### EXCERPT TO READ
Having reached this stage, after seeing how to manipulate folders/directories, but before flinging ourselves headlong into fiddling with files, we have to brush up on the matter of permissions, users and groups. Luckily, there is already an excellent and comprehensive tutorial on this site that covers permissions, so you should go and read that right now. In a nutshell: you use permissions to establish who can do stuff to files and directories and what they can do with each file and directory — read from it, write to it, move it, erase it, etc.
To try everything this tutorial covers, you’ll need to create a new user on your system. Let’s be practical and make a user for anybody who needs to borrow your computer, that is, what we call a guest account.
WARNING: Creating and especially deleting users, along with home directories, can seriously damage your system if, for example, you remove your own user and files by mistake. You may want to practice on another machine which is not your main work machine or on a virtual machine. Regardless of whether you want to play it safe, or not, it is always a good idea to back up your stuff frequently, check the backups have worked correctly, and save yourself a lot of gnashing of teeth later on.
A New User
You can create a new user with the useradd
command. Run useradd
with superuser/root privileges, that is using sudo
or su
, depending on your system, you can do:
sudo useradd -m guest
… and input your password. Or do:
su -c "useradd -m guest"
… and input the password of root/the superuser.
(For the sake of brevity, we’ll assume from now on that you get superuser/root privileges by using sudo
).
By including the -m
argument, useradd
will create a home directory for the new user. You can see its contents by listing /home/guest.
Next you can set up a password for the new user with
sudo passwd guest
Or you could also use adduser
, which is interactive and asks you a bunch of questions, including what shell you want to assign the user (yes, there are more than one), where you want their home directory to be, what groups you want them to belong to (more about that in a second) and so on. At the end of running adduser
, you get to set the password. Note that adduser
is not installed by default on many distributions, while useradd
is.
Incidentally, you can get rid of a user with userdel
:
sudo userdel -r guest
With the -r
option, userdel
not only removes the guest user, but also deletes their home directory and removes their entry in the mailing spool, if they had one.
Skeletons at Home
Talking of users’ home directories, depending on what distro you’re on, you may have noticed that when you use the -m
option, useradd
populates a user’s directory with subdirectories for music, documents, and whatnot as well as an assortment of hidden files. To see everything in you guest’s home directory run sudo ls -la /home/guest
.

### WHAT TO DO
Repeat word for word the part of the Linux user tutorial above, starting with "WARNING: Creating and" and going on through "of root/the superuser.".

### EXERCISE DATA
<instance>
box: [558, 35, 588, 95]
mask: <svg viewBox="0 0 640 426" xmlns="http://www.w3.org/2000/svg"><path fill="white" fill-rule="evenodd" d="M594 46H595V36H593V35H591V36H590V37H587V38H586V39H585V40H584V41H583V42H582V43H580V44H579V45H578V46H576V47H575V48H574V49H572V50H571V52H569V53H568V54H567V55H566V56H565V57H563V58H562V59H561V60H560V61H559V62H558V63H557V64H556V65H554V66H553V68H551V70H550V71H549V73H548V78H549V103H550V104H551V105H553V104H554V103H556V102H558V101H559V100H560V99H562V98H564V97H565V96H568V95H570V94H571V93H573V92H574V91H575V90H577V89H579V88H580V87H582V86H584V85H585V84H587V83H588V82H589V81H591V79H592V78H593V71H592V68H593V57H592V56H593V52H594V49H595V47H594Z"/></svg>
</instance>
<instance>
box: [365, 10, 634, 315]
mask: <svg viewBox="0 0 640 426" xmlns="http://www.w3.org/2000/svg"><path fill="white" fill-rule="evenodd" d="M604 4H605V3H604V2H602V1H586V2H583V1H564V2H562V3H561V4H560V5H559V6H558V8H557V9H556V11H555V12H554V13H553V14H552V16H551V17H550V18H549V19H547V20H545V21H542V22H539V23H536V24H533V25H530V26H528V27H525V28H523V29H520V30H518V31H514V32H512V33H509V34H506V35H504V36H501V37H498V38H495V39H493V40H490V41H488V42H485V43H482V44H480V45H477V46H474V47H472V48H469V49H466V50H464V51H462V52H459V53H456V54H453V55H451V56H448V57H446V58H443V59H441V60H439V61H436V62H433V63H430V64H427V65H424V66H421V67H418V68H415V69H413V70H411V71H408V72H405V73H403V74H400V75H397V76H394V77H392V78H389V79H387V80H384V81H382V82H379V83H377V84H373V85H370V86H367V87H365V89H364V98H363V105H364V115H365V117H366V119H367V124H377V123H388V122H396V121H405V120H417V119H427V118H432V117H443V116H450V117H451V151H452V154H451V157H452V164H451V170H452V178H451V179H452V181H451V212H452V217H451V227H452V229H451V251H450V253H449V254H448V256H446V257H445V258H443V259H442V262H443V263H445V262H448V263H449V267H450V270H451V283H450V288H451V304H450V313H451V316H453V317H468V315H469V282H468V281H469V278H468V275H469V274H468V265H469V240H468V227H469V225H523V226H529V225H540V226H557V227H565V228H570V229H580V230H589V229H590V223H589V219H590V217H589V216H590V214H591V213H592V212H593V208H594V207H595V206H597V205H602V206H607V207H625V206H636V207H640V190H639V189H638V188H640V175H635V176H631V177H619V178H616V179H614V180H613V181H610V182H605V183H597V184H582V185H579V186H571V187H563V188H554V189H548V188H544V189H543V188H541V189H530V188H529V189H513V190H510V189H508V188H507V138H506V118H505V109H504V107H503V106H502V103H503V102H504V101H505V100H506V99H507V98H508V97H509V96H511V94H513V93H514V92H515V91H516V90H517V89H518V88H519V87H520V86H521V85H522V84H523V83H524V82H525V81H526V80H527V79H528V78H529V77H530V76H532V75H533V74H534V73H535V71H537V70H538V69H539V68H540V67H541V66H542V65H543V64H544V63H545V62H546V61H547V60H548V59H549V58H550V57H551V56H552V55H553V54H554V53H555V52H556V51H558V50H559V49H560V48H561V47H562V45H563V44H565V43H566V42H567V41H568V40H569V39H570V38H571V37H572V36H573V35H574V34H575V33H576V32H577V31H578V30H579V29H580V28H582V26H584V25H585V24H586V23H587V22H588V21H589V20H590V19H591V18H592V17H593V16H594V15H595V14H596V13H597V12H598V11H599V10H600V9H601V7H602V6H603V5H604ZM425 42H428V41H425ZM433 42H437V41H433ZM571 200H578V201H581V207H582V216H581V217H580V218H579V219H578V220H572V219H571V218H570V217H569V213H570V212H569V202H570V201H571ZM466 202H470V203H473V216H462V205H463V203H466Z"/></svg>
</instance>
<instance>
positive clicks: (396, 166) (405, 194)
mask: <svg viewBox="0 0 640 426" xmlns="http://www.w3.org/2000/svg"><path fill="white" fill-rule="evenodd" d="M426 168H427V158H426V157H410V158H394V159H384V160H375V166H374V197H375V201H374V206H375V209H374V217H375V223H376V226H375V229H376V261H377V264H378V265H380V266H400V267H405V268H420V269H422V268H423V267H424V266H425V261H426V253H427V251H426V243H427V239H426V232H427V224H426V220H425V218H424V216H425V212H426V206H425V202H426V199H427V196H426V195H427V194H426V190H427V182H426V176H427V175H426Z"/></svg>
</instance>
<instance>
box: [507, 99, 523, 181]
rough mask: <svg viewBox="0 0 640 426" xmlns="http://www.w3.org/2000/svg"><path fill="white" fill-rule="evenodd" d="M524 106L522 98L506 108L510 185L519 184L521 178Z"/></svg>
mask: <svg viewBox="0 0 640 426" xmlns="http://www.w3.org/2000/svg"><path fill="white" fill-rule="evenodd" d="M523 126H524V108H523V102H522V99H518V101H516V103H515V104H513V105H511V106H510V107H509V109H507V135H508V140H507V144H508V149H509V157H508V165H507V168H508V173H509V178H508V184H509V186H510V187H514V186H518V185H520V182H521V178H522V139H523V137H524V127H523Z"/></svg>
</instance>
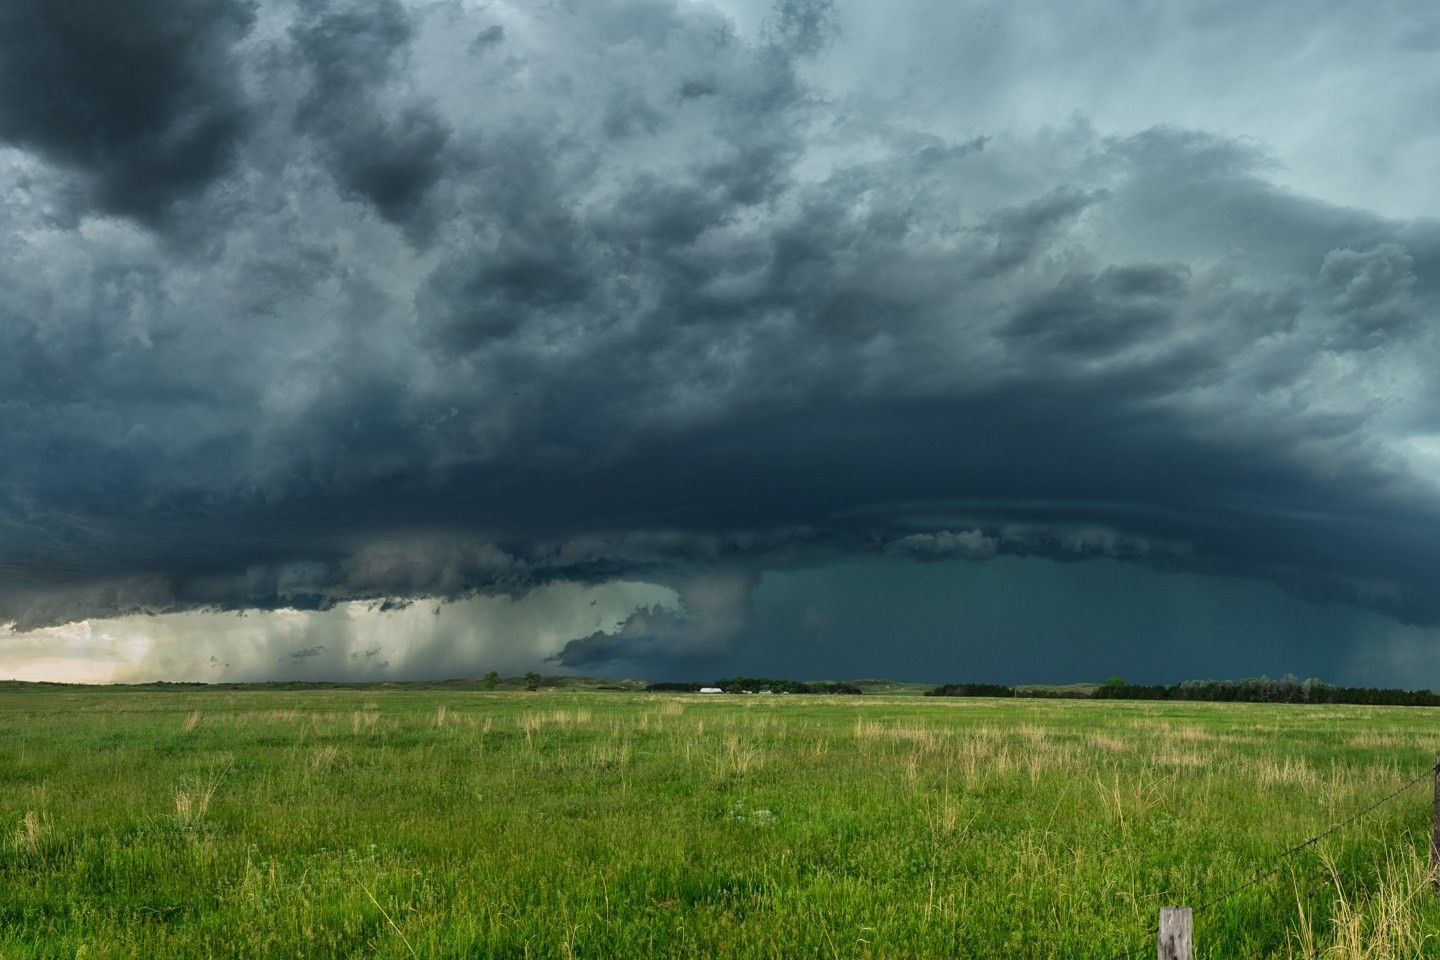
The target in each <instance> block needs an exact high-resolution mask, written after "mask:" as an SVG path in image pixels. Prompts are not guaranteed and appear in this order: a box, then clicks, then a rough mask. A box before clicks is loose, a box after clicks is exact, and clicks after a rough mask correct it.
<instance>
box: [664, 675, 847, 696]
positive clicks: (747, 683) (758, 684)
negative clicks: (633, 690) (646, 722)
mask: <svg viewBox="0 0 1440 960" xmlns="http://www.w3.org/2000/svg"><path fill="white" fill-rule="evenodd" d="M704 687H717V688H720V689H721V691H724V692H726V694H861V692H864V691H861V689H860V687H857V685H855V684H847V682H844V681H812V682H805V681H798V679H776V678H773V676H732V678H729V679H717V681H714V682H713V684H701V682H700V681H688V682H685V681H683V682H675V681H668V682H658V684H651V685H649V687H647V688H645V689H648V691H651V692H674V694H697V692H700V689H701V688H704Z"/></svg>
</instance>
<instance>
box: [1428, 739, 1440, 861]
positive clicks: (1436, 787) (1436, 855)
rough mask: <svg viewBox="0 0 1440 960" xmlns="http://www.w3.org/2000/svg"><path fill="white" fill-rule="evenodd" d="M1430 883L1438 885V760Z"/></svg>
mask: <svg viewBox="0 0 1440 960" xmlns="http://www.w3.org/2000/svg"><path fill="white" fill-rule="evenodd" d="M1430 882H1431V884H1440V759H1437V760H1436V825H1434V830H1431V833H1430Z"/></svg>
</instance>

### OUTPUT FOR THIS TASK
WARNING: Creating and especially deleting users, along with home directories, can seriously damage your system if, for example, you remove your own user and files by mistake. You may want to practice on another machine which is not your main work machine or on a virtual machine. Regardless of whether you want to play it safe, or not, it is always a good idea to back up your stuff frequently, check the backups have worked correctly, and save yourself a lot of gnashing of teeth later on.
A New User
You can create a new user with the useradd
command. Run useradd
with superuser/root privileges, that is using sudo
or su
, depending on your system, you can do:
sudo useradd -m guest
… and input your password. Or do:
su -c "useradd -m guest"
… and input the password of root/the superuser.